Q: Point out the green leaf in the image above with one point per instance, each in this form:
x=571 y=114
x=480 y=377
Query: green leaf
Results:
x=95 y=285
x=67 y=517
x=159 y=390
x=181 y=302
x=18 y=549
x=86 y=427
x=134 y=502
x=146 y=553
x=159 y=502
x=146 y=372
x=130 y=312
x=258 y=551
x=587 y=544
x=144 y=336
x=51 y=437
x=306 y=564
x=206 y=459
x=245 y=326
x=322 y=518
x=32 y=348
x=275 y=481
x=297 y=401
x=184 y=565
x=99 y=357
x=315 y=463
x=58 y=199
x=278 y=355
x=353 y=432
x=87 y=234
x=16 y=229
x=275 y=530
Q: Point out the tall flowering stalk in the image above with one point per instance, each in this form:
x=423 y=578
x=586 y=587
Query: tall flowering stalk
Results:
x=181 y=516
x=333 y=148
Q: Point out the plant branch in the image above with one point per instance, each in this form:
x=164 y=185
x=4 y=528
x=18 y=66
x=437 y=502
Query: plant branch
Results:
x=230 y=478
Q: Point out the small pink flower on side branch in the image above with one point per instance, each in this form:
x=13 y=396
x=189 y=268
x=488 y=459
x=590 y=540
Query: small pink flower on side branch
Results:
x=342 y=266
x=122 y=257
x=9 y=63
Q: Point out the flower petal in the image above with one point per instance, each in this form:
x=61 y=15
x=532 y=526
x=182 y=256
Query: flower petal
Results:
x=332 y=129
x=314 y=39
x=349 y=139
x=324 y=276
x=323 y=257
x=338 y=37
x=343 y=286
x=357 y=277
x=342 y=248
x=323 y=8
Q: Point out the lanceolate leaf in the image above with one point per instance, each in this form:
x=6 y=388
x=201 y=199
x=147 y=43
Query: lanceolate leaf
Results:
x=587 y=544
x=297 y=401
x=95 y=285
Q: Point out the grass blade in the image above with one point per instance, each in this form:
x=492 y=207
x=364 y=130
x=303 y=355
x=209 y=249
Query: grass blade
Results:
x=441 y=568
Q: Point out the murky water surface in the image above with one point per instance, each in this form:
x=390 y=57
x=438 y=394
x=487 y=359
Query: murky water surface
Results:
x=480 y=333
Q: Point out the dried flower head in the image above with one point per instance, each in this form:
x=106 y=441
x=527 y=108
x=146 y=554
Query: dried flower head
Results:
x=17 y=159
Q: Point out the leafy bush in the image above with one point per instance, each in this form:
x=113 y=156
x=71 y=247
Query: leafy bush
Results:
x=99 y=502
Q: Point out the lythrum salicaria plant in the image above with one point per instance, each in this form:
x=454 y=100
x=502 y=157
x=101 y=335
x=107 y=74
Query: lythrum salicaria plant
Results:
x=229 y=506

======

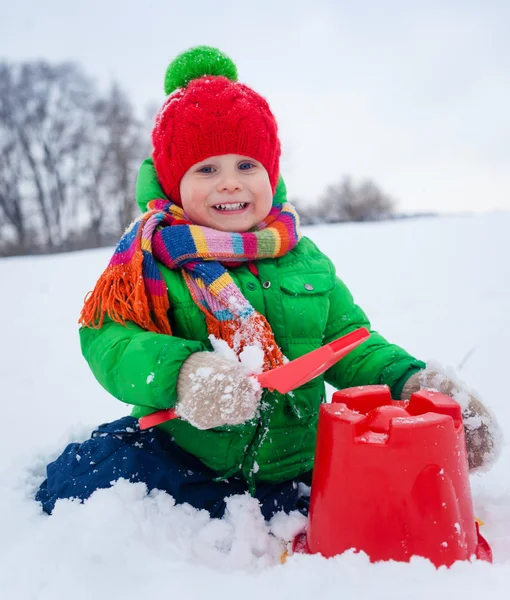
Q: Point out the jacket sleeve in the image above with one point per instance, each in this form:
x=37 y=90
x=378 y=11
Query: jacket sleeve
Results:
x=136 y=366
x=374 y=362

======

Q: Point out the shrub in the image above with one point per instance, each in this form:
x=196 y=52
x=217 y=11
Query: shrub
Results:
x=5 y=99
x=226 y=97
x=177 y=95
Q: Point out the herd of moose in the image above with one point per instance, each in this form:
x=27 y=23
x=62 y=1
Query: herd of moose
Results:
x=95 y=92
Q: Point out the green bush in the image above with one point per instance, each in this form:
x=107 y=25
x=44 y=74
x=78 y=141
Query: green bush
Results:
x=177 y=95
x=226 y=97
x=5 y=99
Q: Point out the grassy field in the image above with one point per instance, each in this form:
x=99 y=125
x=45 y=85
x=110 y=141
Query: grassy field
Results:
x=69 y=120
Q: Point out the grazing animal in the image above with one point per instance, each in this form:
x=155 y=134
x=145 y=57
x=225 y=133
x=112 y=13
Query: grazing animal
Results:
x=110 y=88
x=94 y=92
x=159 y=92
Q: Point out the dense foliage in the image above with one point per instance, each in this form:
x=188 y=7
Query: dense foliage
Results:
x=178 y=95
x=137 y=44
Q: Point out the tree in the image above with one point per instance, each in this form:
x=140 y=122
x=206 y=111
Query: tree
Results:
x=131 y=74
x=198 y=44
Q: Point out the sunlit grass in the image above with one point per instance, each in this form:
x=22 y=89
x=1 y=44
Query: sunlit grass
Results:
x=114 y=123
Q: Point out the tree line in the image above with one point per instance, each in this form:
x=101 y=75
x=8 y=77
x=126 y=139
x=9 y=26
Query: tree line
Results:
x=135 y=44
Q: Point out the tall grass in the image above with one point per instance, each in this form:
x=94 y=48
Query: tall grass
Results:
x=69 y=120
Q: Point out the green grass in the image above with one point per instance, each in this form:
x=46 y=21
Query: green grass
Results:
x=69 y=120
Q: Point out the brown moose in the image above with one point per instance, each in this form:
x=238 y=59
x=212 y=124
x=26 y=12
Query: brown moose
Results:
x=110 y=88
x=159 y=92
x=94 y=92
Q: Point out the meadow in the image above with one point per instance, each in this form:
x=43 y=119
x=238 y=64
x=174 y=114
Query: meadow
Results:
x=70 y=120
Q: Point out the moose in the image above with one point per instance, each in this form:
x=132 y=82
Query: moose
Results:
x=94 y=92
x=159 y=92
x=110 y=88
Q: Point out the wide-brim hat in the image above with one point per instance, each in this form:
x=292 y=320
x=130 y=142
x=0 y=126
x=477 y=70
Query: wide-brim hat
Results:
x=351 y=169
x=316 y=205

======

Copy out, character for character, the stretch of lines above from the line containing "Q: Point out the wide-brim" through the line containing "x=316 y=205".

- _Exercise response_:
Q: Point out the wide-brim hat in the image above with one point per instance, each in this form:
x=292 y=320
x=130 y=142
x=0 y=126
x=477 y=70
Query: wide-brim hat
Results:
x=351 y=169
x=316 y=205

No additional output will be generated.